::: Records for the task
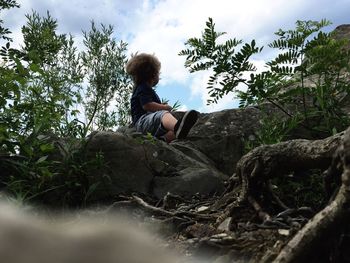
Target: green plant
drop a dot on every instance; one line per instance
(103, 63)
(228, 65)
(306, 81)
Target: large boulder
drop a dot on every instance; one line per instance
(221, 136)
(149, 166)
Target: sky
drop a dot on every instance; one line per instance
(163, 26)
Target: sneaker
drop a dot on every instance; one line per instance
(186, 123)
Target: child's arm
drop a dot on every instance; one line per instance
(154, 106)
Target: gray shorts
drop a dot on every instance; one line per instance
(151, 122)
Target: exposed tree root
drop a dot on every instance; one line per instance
(256, 168)
(330, 220)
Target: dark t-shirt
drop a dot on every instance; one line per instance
(142, 95)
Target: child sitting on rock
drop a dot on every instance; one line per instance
(149, 115)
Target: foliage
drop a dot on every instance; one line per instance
(42, 85)
(103, 63)
(228, 65)
(6, 4)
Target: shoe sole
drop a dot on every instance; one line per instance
(187, 122)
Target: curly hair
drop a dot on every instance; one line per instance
(143, 68)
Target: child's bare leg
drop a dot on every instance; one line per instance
(169, 121)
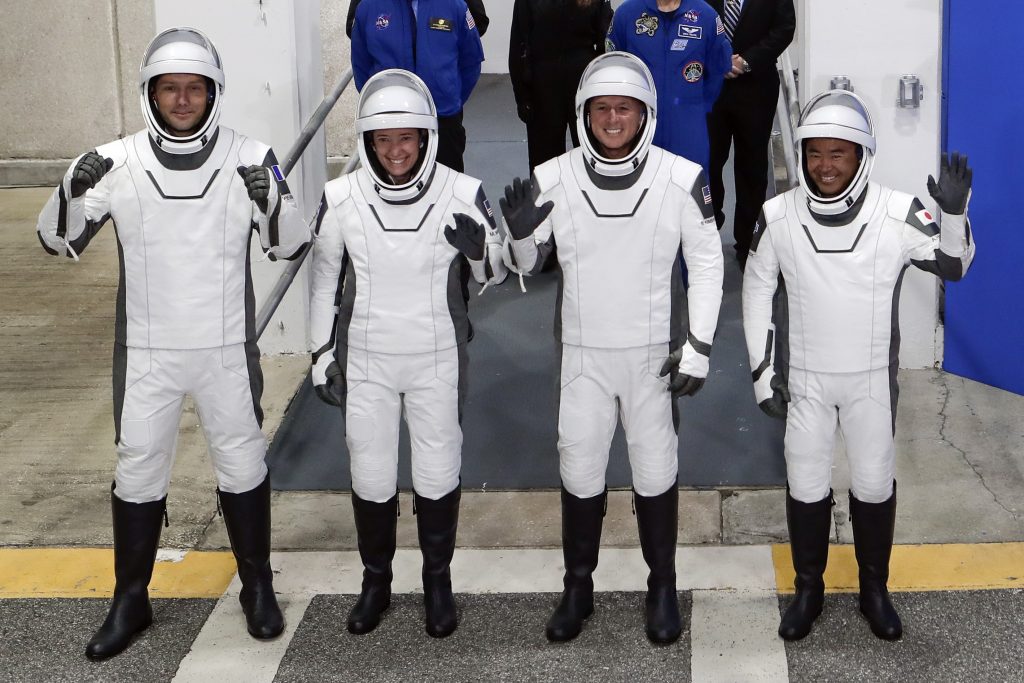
::::::
Your goal: Which lines of the data include the string "child"? Find them and copy each one.

Solved exercise:
Target: child's arm
Target: child sitting on rock
Target: child's bare leg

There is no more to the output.